**Text excerpt**:
******************************

Sunday, September 19, 2021

Livin' In A Booth 5782/2021

The Season of Our Joy: Remember The FountainheadsAbq Jew knows, because he has been told: It wouldn't be Rosh HaShanah without their performance of Dip Your Apple in The Honey.

Best of Blog
from September 2018 & September 2012


With advice from Rebbetzin Rivka Leah Zelwig, you have undoubtedly completed Building Your Sukkah. All it takes is unionized construction labor, unrestricted financial resources for materials, a rented storage locker (or a three car garage), a degree in Exterior Design, hours of fervent prayer, and a mechona. Or a kit.

So - kick back and relax for three minutes and six seconds before you have to start cooking for Sukkot, aka the Festival of Booths!


Yes. That’s right. ANOTHER Jewish holiday. Monday evening (TOMORROW NIGHT) begins the Festival of Sukkot - the Season of Our Joy.

United With Israel reminds us:
Sukkot is one of the three Torah festivals on which Jews everywhere were required to make a pilgrimage to Jerusalem.  
It is a seven day holiday with the first day being observed as a holy day, similar to the Sabbath, upon which no work is permitted. Outside of Israel the first two days are observed as holy days.

******************************

**Stored data**:
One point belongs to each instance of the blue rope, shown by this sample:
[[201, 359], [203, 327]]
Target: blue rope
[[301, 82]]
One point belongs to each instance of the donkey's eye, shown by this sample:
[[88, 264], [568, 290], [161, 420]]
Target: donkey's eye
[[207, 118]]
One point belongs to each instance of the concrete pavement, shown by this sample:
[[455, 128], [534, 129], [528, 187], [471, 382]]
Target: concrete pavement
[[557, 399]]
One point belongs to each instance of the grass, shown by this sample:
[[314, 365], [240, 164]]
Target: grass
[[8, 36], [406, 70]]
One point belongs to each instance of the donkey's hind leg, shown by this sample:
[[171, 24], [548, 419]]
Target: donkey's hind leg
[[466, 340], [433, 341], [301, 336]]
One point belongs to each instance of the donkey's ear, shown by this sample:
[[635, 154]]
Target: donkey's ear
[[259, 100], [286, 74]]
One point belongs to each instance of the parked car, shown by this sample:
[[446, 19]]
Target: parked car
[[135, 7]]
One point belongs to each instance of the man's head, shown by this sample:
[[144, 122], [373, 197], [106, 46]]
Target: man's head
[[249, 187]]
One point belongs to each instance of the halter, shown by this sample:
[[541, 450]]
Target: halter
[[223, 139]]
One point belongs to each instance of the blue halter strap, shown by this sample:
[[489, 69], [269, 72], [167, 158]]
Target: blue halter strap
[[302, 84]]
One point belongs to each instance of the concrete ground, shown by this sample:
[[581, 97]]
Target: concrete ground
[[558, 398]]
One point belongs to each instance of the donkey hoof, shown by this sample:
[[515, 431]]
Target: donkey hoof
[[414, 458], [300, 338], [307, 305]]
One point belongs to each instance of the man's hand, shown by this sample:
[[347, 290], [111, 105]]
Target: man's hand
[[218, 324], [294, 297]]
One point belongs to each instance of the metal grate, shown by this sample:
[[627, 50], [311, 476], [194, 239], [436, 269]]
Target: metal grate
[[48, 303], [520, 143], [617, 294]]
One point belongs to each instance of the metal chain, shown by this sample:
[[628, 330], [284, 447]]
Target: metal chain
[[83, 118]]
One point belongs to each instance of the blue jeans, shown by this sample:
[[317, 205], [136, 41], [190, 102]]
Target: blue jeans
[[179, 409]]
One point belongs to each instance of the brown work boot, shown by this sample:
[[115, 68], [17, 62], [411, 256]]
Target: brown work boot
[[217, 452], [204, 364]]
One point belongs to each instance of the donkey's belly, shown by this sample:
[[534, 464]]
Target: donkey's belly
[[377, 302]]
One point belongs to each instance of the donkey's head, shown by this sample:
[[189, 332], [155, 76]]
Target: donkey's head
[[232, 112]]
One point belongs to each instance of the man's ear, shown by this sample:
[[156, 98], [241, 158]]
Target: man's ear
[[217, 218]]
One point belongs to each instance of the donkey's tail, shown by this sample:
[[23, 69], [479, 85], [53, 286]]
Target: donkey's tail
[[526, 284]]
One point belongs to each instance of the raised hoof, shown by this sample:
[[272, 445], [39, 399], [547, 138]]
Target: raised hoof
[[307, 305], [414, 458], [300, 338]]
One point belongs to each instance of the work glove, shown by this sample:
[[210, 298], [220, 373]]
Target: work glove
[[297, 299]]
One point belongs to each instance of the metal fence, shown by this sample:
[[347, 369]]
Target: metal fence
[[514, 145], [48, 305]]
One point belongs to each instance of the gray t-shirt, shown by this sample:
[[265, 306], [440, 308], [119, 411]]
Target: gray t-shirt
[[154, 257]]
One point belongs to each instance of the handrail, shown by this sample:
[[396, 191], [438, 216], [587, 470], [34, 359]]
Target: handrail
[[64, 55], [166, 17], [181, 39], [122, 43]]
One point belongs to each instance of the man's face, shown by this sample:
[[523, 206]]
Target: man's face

******************************

**Work instruction**: Transcribe the part of the Sukkot blog post from "Livin' In A" to "a mechona. Or a kit.".

**Response to this task**:
Livin' In A Booth 5782/2021

The Season of Our Joy: Remember The FountainheadsAbq Jew knows, because he has been told: It wouldn't be Rosh HaShanah without their performance of Dip Your Apple in The Honey.

Best of Blog
from September 2018 & September 2012


With advice from Rebbetzin Rivka Leah Zelwig, you have undoubtedly completed Building Your Sukkah. All it takes is unionized construction labor, unrestricted financial resources for materials, a rented storage locker (or a three car garage), a degree in Exterior Design, hours of fervent prayer, and a mechona. Or a kit.